== Segment start ==
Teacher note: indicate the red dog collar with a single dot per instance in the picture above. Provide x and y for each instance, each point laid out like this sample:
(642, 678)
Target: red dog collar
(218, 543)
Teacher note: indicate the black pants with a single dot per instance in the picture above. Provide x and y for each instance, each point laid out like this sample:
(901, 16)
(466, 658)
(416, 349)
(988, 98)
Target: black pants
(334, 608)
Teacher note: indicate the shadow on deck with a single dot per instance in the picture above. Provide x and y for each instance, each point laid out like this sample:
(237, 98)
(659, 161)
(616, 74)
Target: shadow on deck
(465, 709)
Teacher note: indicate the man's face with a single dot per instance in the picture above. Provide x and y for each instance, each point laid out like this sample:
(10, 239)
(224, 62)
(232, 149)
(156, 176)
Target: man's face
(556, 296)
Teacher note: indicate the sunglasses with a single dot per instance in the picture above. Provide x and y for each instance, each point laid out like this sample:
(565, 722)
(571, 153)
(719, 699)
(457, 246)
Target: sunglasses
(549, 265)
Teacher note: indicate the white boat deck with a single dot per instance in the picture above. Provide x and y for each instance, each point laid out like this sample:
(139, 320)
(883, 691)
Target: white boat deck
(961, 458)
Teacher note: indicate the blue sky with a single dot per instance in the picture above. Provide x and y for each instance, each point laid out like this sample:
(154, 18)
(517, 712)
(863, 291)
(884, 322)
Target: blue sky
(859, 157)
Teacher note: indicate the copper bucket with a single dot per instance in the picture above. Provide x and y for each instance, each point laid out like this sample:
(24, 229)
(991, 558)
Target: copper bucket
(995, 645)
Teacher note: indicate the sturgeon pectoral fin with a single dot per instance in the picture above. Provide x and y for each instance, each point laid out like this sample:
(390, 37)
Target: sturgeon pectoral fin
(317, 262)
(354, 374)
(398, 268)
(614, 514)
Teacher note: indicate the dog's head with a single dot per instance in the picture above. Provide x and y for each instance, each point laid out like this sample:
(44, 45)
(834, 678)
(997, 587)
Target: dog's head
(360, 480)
== Segment end ==
→ **Your assignment**:
Take from the material every line that holds "each".

→ **Expected answer**:
Teacher note: indicate the red dog collar with a single dot per instance in the picture above. Provide x and y for each instance, each point laid out like this sample:
Teacher note: indicate the black pants with a single dot per instance in the picture above. Provide x and y for each instance, each point laid out like this sample:
Teacher note: indicate the shadow on deck with a single dot per instance in the picture above. Provide x and y for each instance, each point laid out like this sample:
Teacher note: indicate the man's face with a single dot per instance in the picture above. Provide x and y for each instance, each point laid out like this sample:
Teacher note: indicate the sunglasses with a single dot per instance in the picture above. Provide x and y for each instance, each point laid out like this sample:
Teacher note: indicate the white boat deck with a single dot per instance in the picture above. Provide x and y for each instance, each point laid out like this sample:
Teacher note: indicate the blue sky with a single dot per instance in the picture above. Provide x and y for each instance, each point laid out like this sample:
Teacher note: indicate the copper bucket with a single dot per instance in the picture above. Provide x and y for each instance, each point laid out like this sample:
Teacher note: indicate the sturgeon pectoral fin with a single dot per instance in the picture above. Provide x and y for each instance, each point laid out like this sample:
Teacher note: indicate the dog's head with a single dot per instance in the picture above. Provide x and y for each instance, each point laid out like this sample:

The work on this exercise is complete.